**Written problem:** In the registration cover page, change "Chairman" to "President" in the part that opens with "(Full Title of" and closes with "Agent For Service)", and give that part again.

Registration No. 333-73022



SECURITIES AND EXCHANGE COMMISSION
Washington, D.C. 20549

POST-EFFECTIVE AMENDMENT NO. 1 ON FORM S-8
TO REGISTRATION STATEMENT ON FORM S-4
UNDER THE SECURITIES ACT OF 1933

HearUSA, Inc.


(Exact Name of Registrant as Specified in Its Charter)

Delaware


(State or Other Jurisdiction of Incorporation or Organization)

22-2748248


(I.R.S. Employer Identification No.)

1250 Northpoint Parkway
West Palm Beach, Florida 33407
(561) 478-8770


(Address of Principal Executive Offices)

HearUSA 2002 Flexible Stock Plan


(Full Title of the Plan)

Paul A. Brown, M.D.
Chairman
HearUSA, Inc.
1250 Northpoint Parkway
West Palm Beach, Florida 33407
(561) 478-8770


(Name and Address of Agent For Service)

Copies of all correspondence to:
LaDawn Naegle, Esq.

**Collected data:**
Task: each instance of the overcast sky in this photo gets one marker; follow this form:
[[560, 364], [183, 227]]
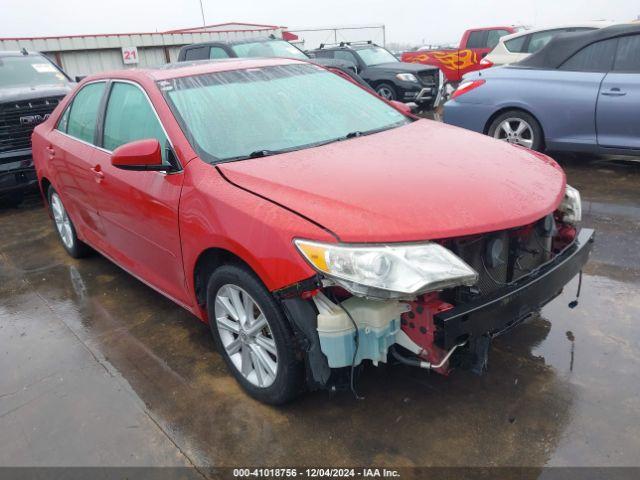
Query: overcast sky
[[406, 21]]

**Complete answer:**
(Full Title of the Plan)

Paul A. Brown, M.D.
President
HearUSA, Inc.
1250 Northpoint Parkway
West Palm Beach, Florida 33407
(561) 478-8770


(Name and Address of Agent For Service)